## SHORT EXERCISE
Can you write out again, unchanged, only the lines from the one containing "Target: hanging wire" through the one containing "Target: windshield", with both of those lines included?

## EXERCISE INPUT
★ ★ ★ ★ ★

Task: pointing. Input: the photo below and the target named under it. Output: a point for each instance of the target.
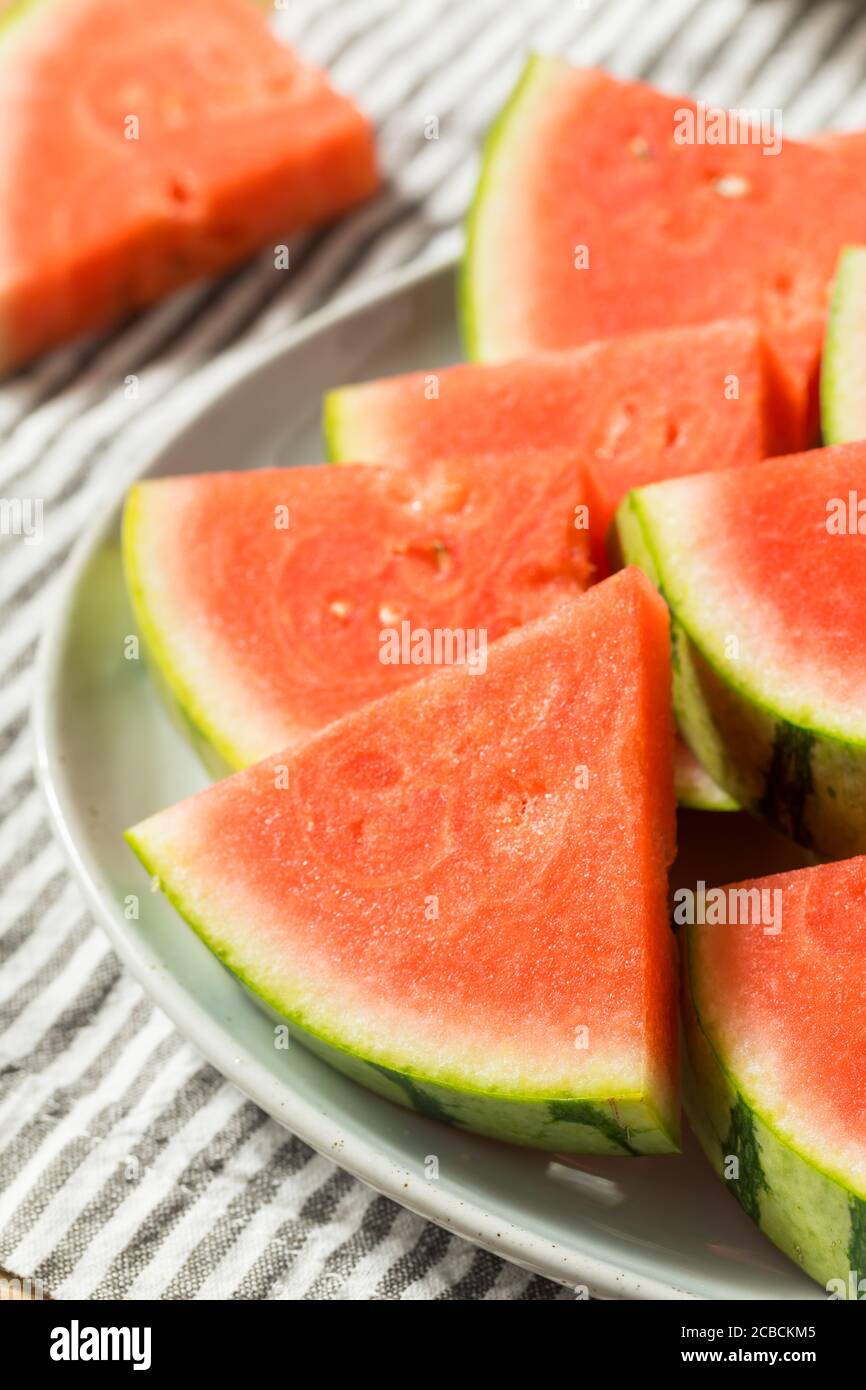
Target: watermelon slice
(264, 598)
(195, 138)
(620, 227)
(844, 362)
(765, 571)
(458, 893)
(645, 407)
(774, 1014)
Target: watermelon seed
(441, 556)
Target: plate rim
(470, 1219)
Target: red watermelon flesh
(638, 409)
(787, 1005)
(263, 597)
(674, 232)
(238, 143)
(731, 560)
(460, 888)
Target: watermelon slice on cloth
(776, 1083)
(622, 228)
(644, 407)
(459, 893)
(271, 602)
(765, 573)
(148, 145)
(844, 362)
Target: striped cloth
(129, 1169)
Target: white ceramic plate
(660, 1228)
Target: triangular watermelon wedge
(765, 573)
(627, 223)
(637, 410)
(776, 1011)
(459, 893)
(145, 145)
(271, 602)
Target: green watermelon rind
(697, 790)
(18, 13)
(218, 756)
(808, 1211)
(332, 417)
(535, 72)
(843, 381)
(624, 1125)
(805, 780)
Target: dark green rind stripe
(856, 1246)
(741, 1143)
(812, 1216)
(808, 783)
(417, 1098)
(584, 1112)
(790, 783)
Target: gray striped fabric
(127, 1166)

★ ★ ★ ★ ★

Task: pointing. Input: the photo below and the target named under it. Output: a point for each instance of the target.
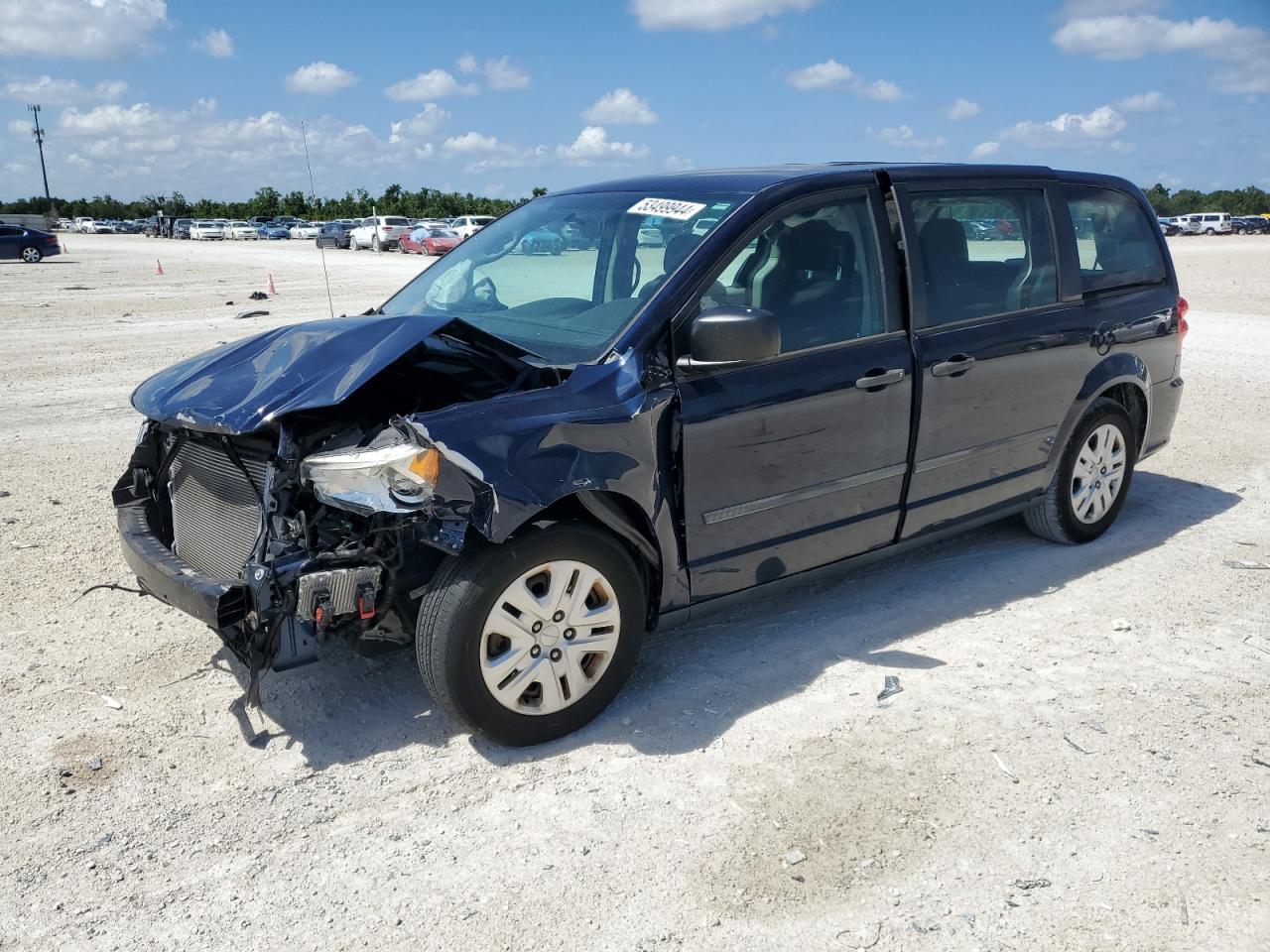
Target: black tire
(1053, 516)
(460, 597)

★ ★ ★ ★ ★

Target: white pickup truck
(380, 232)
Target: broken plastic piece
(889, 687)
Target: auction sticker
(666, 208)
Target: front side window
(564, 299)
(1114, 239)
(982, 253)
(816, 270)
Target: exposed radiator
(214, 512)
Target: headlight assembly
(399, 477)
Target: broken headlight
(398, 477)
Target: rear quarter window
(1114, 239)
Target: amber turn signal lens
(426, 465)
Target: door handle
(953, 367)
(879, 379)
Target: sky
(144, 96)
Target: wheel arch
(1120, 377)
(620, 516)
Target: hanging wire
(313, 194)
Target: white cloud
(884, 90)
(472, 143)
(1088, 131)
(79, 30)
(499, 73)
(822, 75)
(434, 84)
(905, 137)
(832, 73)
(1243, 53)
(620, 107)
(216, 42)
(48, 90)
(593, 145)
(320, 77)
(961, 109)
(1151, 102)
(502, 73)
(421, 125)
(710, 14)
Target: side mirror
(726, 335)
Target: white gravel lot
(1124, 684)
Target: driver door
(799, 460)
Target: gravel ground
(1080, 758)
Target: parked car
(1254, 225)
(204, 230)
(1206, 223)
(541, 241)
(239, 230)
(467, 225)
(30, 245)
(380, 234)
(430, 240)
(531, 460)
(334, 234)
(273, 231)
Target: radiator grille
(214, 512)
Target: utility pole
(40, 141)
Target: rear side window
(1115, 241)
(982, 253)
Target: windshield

★ ★ ★ ★ ★

## COMPLETED EXERCISE
Target: hanging wire
(313, 194)
Target: white cloud
(884, 90)
(472, 143)
(1088, 131)
(79, 30)
(499, 73)
(822, 75)
(434, 84)
(905, 137)
(832, 73)
(1243, 53)
(620, 107)
(216, 42)
(48, 90)
(593, 145)
(320, 77)
(961, 109)
(1151, 102)
(502, 73)
(421, 125)
(710, 14)
Target: side mirror
(726, 335)
Target: white gravel lot
(1124, 684)
Target: driver door
(799, 460)
Target: gravel ground
(1080, 758)
Target: parked car
(1254, 225)
(204, 230)
(1206, 223)
(541, 241)
(239, 230)
(467, 225)
(30, 245)
(380, 234)
(430, 240)
(531, 460)
(334, 234)
(273, 231)
Target: radiator grille
(214, 512)
Target: utility pole
(40, 141)
Target: rear side window
(1115, 241)
(982, 253)
Target: windshield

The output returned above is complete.